All the data should come back exactly as it was given.

=======

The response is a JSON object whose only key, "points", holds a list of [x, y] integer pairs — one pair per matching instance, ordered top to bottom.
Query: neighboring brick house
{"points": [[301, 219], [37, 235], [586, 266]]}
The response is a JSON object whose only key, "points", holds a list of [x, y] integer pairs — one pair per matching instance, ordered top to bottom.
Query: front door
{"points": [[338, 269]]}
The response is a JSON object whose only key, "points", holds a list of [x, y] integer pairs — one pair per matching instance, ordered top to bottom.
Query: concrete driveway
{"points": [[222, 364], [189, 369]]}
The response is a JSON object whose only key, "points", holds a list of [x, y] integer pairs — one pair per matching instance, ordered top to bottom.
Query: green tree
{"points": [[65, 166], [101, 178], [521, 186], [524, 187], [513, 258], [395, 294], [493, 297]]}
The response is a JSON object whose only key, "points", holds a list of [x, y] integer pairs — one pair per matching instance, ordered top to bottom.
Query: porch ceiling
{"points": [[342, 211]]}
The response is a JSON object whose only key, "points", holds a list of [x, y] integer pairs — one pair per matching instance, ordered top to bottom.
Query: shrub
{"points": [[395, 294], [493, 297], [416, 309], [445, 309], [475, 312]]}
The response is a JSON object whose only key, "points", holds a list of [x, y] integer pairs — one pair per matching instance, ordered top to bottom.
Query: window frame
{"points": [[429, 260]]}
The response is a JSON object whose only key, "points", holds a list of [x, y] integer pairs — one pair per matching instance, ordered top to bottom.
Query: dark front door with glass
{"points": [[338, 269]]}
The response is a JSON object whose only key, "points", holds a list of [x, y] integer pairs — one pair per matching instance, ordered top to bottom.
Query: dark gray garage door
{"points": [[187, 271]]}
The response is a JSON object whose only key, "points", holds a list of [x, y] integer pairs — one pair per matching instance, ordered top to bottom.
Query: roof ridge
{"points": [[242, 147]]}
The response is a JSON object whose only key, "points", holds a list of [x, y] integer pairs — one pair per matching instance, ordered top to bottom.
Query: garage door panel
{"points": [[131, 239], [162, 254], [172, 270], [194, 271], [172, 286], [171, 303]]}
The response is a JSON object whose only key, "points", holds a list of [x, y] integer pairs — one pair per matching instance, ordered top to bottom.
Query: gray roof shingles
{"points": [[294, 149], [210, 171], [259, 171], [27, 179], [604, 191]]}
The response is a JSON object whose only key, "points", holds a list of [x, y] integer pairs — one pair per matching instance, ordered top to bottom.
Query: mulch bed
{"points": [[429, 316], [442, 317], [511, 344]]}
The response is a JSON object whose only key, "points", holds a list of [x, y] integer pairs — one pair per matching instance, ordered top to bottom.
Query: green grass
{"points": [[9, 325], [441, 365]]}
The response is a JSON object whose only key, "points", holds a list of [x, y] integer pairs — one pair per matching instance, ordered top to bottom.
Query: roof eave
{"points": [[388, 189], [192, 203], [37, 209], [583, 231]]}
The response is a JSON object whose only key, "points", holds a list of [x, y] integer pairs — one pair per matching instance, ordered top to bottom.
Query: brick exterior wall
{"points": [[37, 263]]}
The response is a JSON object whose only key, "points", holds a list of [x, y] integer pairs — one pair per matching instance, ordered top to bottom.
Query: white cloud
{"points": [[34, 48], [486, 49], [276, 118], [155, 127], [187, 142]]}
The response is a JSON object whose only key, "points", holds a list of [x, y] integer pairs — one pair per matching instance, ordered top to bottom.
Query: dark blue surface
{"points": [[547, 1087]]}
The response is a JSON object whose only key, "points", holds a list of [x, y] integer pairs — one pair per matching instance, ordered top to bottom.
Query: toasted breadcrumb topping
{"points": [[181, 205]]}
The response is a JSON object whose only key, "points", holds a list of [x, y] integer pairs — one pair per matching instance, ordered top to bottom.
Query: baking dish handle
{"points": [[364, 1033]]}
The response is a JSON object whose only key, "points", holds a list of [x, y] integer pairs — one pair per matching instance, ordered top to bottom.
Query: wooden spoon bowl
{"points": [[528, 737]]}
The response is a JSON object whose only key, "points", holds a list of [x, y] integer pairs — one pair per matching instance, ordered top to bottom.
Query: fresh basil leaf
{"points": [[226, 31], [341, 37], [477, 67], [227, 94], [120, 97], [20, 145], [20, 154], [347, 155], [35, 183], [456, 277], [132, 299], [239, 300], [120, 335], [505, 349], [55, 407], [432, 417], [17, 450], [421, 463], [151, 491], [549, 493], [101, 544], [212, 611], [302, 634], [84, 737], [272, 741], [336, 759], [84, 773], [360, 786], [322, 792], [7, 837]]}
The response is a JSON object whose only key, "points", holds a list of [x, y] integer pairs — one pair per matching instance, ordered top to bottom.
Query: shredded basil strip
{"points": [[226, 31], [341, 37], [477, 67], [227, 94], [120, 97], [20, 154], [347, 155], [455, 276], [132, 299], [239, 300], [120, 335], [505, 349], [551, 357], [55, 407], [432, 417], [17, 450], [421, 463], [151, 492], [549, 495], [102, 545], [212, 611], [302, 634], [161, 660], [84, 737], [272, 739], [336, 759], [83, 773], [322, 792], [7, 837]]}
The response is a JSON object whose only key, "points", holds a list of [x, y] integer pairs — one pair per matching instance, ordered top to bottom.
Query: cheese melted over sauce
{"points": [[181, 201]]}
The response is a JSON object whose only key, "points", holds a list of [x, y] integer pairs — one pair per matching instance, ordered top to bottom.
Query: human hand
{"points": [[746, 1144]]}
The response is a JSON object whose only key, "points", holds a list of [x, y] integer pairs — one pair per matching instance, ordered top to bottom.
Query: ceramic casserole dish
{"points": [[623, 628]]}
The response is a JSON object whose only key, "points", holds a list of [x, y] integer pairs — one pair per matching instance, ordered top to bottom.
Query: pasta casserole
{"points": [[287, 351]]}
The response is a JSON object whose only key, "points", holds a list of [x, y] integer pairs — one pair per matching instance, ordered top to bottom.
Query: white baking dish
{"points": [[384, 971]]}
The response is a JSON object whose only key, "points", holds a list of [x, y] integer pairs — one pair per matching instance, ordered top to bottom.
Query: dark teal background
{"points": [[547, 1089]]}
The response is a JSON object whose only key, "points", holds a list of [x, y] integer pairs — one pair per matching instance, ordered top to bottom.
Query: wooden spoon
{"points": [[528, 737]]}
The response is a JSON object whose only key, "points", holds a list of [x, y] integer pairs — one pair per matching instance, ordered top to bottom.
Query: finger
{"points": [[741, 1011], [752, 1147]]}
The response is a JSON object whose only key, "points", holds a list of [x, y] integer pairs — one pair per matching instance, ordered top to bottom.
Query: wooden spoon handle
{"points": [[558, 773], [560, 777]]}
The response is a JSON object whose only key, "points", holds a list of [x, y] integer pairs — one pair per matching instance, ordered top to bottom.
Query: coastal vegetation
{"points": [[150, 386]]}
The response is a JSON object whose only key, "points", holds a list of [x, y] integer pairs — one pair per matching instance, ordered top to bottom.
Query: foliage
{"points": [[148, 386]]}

=======

> **Written solution**
The response is a JSON object whose only key, "points", holds a list of [x, y] integer pairs — one pair per matching instance, ordered top to bottom.
Query: neighboring brick house
{"points": [[301, 219], [37, 235], [586, 266]]}
The response is a JSON object whose only key, "points", holds a list of [x, y] integer pairs — one pair per matching instance, ordered top to bottom.
Query: front door
{"points": [[338, 269]]}
The response is a JSON object whose only key, "points", holds a list of [x, y] integer pairs — one pair per matching instance, ordered top to bottom.
Query: concrete driveway
{"points": [[222, 364], [189, 369]]}
The response is a JSON object whose only key, "points", holds a list of [x, y] integer pairs — one pair per matching instance, ordered top to bottom.
Query: green tree
{"points": [[65, 166], [101, 178], [521, 186], [524, 187], [513, 258], [395, 294], [493, 297]]}
The response is a JSON object whose only key, "points", holds a list of [x, y] integer pairs — one pair per matching instance, ordered top to bottom.
Query: porch ceiling
{"points": [[342, 211]]}
The response is a JSON object whose only key, "points", holds a list of [x, y] integer pairs — one pair per matching instance, ordered top to bottom.
Query: shrub
{"points": [[395, 294], [493, 297], [416, 309], [445, 309], [475, 312]]}
The response is a JSON object whose only key, "points", holds a list of [x, y] integer pairs — one pair per matching instance, ordered top to bottom.
Query: window frame
{"points": [[429, 260]]}
The response is a JSON object whose only key, "points", holds a list of [x, y] integer pairs — one pair per matching instance, ordered top to bottom.
Query: dark front door with glass
{"points": [[338, 269]]}
The response is a JSON object whose only key, "points", holds a list of [x, y] integer pairs — one pair per matching instance, ordered top to bottom.
Query: dark gray garage door
{"points": [[187, 271]]}
The response is a JSON object whose only key, "points", holds a list of [x, y] integer pairs — one pair per matching instance, ordered top to bottom.
Query: roof ridge
{"points": [[242, 147]]}
The response is a JSON object whose only key, "points", holds a list of [x, y] integer pairs — one pair per matching instance, ordered top to bottom.
Query: garage door panel
{"points": [[131, 239], [162, 254], [172, 270], [194, 271], [172, 286], [171, 303]]}
The response is a JSON object whose only key, "points", holds a list of [x, y] integer pairs — one pair per matching instance, ordered top to bottom.
Query: gray roof shingles
{"points": [[294, 149], [210, 171], [259, 171], [27, 179], [604, 191]]}
The response is a JSON object whose only key, "points", holds a list of [x, y] integer pairs — one pair per matching instance, ordered top to bottom.
Query: mulch bed
{"points": [[429, 316], [442, 317], [511, 344]]}
The response is a JSON object whose only key, "points", holds a list of [x, y] integer pairs — one pair per matching instance, ordered top to bottom.
Query: green grass
{"points": [[9, 325], [441, 365]]}
The response is a JSON object whose only key, "points", holds a list of [x, y] integer pairs — one pair per matching instance, ordered top to bottom.
Query: roof eave
{"points": [[388, 189], [192, 203], [37, 209], [583, 231]]}
The response is a JSON object whose only key, "points", holds a list of [x, y] integer pairs — one pair per matching instance, ordered top to bottom.
Query: brick exterior wall
{"points": [[37, 263]]}
The response is a JSON object whose only key, "points", holds a list of [x, y] integer pairs — one pair per matching instance, ordered top to bottom.
Query: white cloud
{"points": [[34, 48], [486, 49], [276, 118], [155, 127], [187, 142]]}
The response is a JSON object whose only key, "points", holds a list of [x, y] integer pairs — one pair per matching instance, ordered top to bottom.
Query: dark blue surface
{"points": [[547, 1087]]}
The response is a JSON object whose only key, "points", holds a list of [x, y] integer pairs — one pair per matching instance, ordered top to bottom.
Query: toasted breadcrumb topping
{"points": [[181, 205]]}
The response is a JSON object whose only key, "points", holds a list of [x, y] integer pairs — one pair per matching instance, ordered top to bottom.
Query: baking dish handle
{"points": [[364, 1033]]}
The response is a JSON object whose only key, "points", holds a list of [x, y] integer pairs — one pair per matching instance, ordered top to bottom.
Query: wooden spoon bowl
{"points": [[528, 737]]}
The response is a JSON object whose only key, "points", holds a list of [x, y] integer pairs — one pair per matching instance, ordered top to bottom.
Query: fresh basil leaf
{"points": [[226, 31], [341, 37], [477, 67], [227, 94], [120, 97], [20, 145], [20, 154], [347, 155], [35, 183], [456, 277], [132, 299], [239, 300], [120, 335], [505, 349], [55, 407], [432, 417], [17, 450], [421, 463], [151, 491], [549, 493], [101, 544], [212, 611], [302, 634], [84, 737], [272, 741], [336, 759], [84, 773], [360, 786], [322, 792], [7, 837]]}
The response is a JSON object whose only key, "points", holds a list of [x, y] integer pairs — one pair per matching instance, ordered top to bottom.
Query: shredded basil strip
{"points": [[226, 31], [341, 37], [477, 67], [227, 94], [120, 97], [20, 154], [347, 155], [455, 276], [132, 299], [239, 300], [120, 335], [505, 349], [551, 357], [55, 407], [432, 417], [17, 450], [421, 463], [151, 492], [549, 495], [102, 545], [212, 611], [302, 634], [161, 660], [84, 737], [272, 739], [336, 759], [83, 773], [322, 792], [7, 837]]}
The response is a JSON object whose only key, "points", holds a list of [x, y] integer pairs — one pair per matching instance, ordered top to bottom.
Query: cheese melted over sauce
{"points": [[181, 201]]}
The response is a JSON object whose only key, "points", holds a list of [x, y] integer pairs — one pair per matching instance, ordered top to bottom.
Query: human hand
{"points": [[746, 1144]]}
The response is a JSON object whose only key, "points", holds a list of [x, y] integer pairs — one pair per matching instance, ordered top to bottom.
Query: ceramic casserole dish
{"points": [[623, 628]]}
The response is a JSON object whose only key, "points", holds a list of [x, y] integer pairs — one pair per matching instance, ordered top to bottom.
Query: pasta casserole
{"points": [[287, 351]]}
The response is a JSON object whose only key, "points", holds a list of [x, y] integer pairs — one pair per matching instance, ordered top to bottom.
Query: white baking dish
{"points": [[384, 971]]}
The response is a JSON object whose only key, "points", holds a list of [x, y] integer pairs — one pair per matching instance, ordered top to bottom.
Query: dark teal background
{"points": [[547, 1089]]}
The response is a JSON object whose only key, "points", holds a list of [x, y] integer pairs — one pair per matching instance, ordered top to bottom.
Query: wooden spoon
{"points": [[528, 737]]}
The response is a JSON object whose only key, "points", holds a list of [x, y] integer pairs — one pair per matching instance, ordered top to bottom.
Query: finger
{"points": [[741, 1011], [752, 1147]]}
The response is a JSON object whose only key, "points", holds a list of [x, y] integer pairs — one pair per matching instance, ordered top to bottom.
Query: wooden spoon handle
{"points": [[558, 773], [560, 777]]}
The response is a JSON object whose only key, "points", holds a list of [x, y] integer pairs — one pair per matching instance, ordered top to bottom.
Query: coastal vegetation
{"points": [[150, 386]]}
The response is a JSON object whose only key, "points", holds a list of [x, y] integer pairs — one pair per matching instance, ordered top to bottom.
Query: foliage
{"points": [[148, 386]]}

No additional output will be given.